▸ **Do this**:
Copy out the listing below, swapping "one instance per line" for "each on its own line" wherever it occurs and leaving every other word as it is.

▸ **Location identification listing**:
#####
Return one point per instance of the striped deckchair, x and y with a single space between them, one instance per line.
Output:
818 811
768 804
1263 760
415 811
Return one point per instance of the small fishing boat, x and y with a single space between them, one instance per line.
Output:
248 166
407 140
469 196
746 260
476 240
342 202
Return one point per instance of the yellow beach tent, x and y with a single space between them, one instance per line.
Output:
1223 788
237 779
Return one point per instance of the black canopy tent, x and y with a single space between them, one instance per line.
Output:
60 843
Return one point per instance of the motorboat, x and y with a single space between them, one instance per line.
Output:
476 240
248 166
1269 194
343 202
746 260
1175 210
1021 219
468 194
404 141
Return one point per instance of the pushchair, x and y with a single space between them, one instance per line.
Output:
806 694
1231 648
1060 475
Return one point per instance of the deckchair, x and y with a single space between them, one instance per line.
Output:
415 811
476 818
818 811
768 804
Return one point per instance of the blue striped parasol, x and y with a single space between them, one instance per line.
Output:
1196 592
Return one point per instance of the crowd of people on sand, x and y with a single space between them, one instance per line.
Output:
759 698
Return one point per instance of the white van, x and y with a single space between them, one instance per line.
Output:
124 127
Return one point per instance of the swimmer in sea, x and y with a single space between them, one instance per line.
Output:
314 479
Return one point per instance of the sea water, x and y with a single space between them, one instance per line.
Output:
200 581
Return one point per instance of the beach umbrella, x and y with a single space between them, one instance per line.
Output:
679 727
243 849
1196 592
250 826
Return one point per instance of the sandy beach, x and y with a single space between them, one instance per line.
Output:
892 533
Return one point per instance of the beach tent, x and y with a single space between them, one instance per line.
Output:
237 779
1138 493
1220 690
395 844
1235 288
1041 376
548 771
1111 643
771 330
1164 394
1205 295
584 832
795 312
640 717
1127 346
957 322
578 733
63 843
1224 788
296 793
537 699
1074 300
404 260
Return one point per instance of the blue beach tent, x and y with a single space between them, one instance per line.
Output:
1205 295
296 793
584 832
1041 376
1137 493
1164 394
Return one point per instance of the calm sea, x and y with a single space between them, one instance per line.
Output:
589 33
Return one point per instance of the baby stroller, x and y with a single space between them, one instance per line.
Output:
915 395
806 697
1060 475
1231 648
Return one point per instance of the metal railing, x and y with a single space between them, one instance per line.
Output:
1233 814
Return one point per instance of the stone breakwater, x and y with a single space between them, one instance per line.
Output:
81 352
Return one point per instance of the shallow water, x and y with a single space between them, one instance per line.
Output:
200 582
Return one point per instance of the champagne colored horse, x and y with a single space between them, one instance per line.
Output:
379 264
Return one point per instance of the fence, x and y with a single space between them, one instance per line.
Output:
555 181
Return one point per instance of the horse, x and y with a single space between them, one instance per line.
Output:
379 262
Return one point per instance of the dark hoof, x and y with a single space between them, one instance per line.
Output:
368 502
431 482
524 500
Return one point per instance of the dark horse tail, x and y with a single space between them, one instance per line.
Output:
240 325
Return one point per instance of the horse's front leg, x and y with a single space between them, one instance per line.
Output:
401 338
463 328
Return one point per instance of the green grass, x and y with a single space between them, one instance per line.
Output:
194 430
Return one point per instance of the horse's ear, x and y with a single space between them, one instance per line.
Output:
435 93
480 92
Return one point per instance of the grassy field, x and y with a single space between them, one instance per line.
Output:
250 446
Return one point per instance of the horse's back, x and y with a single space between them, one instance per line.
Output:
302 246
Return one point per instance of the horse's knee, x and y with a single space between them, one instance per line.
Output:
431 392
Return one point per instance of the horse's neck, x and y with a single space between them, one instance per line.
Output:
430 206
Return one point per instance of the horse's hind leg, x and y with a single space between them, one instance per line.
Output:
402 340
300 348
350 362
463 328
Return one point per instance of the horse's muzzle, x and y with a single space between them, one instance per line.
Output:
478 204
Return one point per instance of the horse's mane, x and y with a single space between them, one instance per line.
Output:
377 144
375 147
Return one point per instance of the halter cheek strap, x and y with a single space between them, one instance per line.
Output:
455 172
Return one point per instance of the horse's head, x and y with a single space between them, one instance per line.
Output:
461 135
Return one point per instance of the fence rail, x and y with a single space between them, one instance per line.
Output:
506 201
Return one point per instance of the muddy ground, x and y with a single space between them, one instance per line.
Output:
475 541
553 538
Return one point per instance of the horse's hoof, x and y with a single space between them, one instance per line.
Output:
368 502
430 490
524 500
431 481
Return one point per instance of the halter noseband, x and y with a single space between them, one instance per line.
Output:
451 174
#####
▸ **Finished answer**:
Return one point per instance of the striped deckchair, x and y with a single space between them, each on its own line.
Output:
818 811
768 804
1263 760
415 811
Return one point per instance of the small fishing boat, x and y with a single space between them, each on its own line.
Output:
248 166
407 140
469 196
746 260
476 240
342 202
Return one point per instance of the yellow beach tent, x and y with a single space between them, each on its own line.
Output:
1223 788
237 779
Return one point per instance of the black canopy tent, x and y with a single space between them, each on its own line.
Output:
60 843
Return one point per instance of the motorboat, x and y with a single space between them, each on its own line.
Output:
476 240
248 166
1269 194
343 202
746 260
1175 210
1021 219
468 194
404 141
Return one point per instance of the pushchair, x and y with a single space between them, each on its own line.
Output:
806 694
1231 648
1060 475
Return one point per instance of the deckchair, x and y with a single space between them, each on its own line.
Output:
415 811
476 818
818 811
768 804
Return one point per instance of the blue striped parasol, x and y with a single space between them, each on its own line.
Output:
1196 592
Return one point per instance of the crowd of people on sand, x and y with a single space between them, each on its own line.
Output:
759 698
Return one point per instance of the white van, x and y with a single space between them, each on its own line.
Output:
124 127
Return one point per instance of the swimmer in sea, x and y with a single space between them, each on its own line.
Output:
314 479
Return one point per instance of the sea water, x and y with a single space between them, each on its own line.
Output:
200 581
Return one point per instance of the beach umbrella, x and y with a single space between them, each on its own line.
Output:
679 727
243 849
1196 592
250 826
Return one point per instance of the sandy beach, x and y with a single space between them, each on its own line.
Output:
892 533
Return one point per instance of the beach tent, x and y with a single space between them, each on its own line.
Output:
237 779
1138 493
1220 690
395 844
1235 288
1041 376
548 771
1111 643
771 330
1164 394
1205 295
584 832
795 312
640 717
1127 346
957 322
578 733
63 843
1224 788
296 793
537 699
1074 300
404 260
Return one point per instance of the blue beach tent, x and y with a single space between them, each on its own line.
Output:
1205 295
296 793
584 832
1041 376
1137 493
1164 394
Return one point per instance of the calm sea, x and y with a single space between them, each on its own line.
Output:
589 33
Return one point per instance of the baby stroller, x and y with a single space between them, each on its own line.
Output:
915 395
806 697
1060 475
1231 648
Return one point per instance of the metal railing, x and y with a single space between them, each on its own line.
Output:
1233 814
Return one point per instance of the stone breakwater, x and y with a single space between them, each on its own line.
Output:
81 352
Return one point per instance of the shallow water, x and y with a single space between them, each on its own line.
Output:
200 582
Return one point per instance of the champagne colored horse, x and y with a single space between them, each on its own line.
Output:
379 264
Return one point per instance of the fence, x and y with a single space between them, each on its own line.
Output:
555 181
Return one point per instance of the horse, x and y with a single space between them, each on its own line.
Output:
379 262
Return one point per instance of the dark hoof, x and y with a single space between them, each on its own line.
Output:
368 502
431 482
524 500
Return one point per instance of the dark horse tail, x and y with a single space between them, each on its own line.
Output:
240 325
Return one point per instance of the horse's front leg, x and y with a single space between them, each on its own line.
Output:
401 338
463 328
Return one point per instance of the green grass, x and y with a single space between them, each on its own line.
Output:
194 430
Return one point per instance of the horse's ear, x and y with a single space between them, each on its own line.
Output:
435 93
480 92
Return one point per instance of the grassy field, x and y with a single space between them, each on its own line.
Output:
250 446
Return one point per instance of the horse's back, x and y with a single space between them, each on its own line.
Output:
302 246
Return one point per instance of the horse's knee, x and y with a single space between them, each on its own line.
Output:
431 392
Return one point per instance of the horse's neck, x and y with a single space between them, each on its own line.
Output:
430 206
Return one point per instance of the horse's hind leg, x and y with a single space between them, each on its own line.
Output:
402 340
300 348
350 362
463 328
Return one point per instance of the horse's muzzle, x and y with a single space between them, each on its own line.
Output:
478 204
Return one point per instance of the horse's mane, x and y with a single space between them, each on its own line.
Output:
377 144
375 147
Return one point per instance of the halter cheek strap, x and y with a single space between them, each on its own line.
Output:
455 172
Return one point per instance of the horse's head, x and y with a single space between them, each on its own line.
Output:
461 135
Return one point per instance of the fence rail, x and y with a single space between them, each on its own line.
Output:
506 201
Return one point per instance of the muddy ground, x and y with a single space between them, each on its own line.
Output:
475 541
553 538
Return one point per instance of the horse's hoof, x and y with a single space between them, each on its own line.
Output:
368 502
430 490
524 500
431 481
Return one point per instance of the halter noseband, x and y with a single space between them, each on its own line.
Output:
451 174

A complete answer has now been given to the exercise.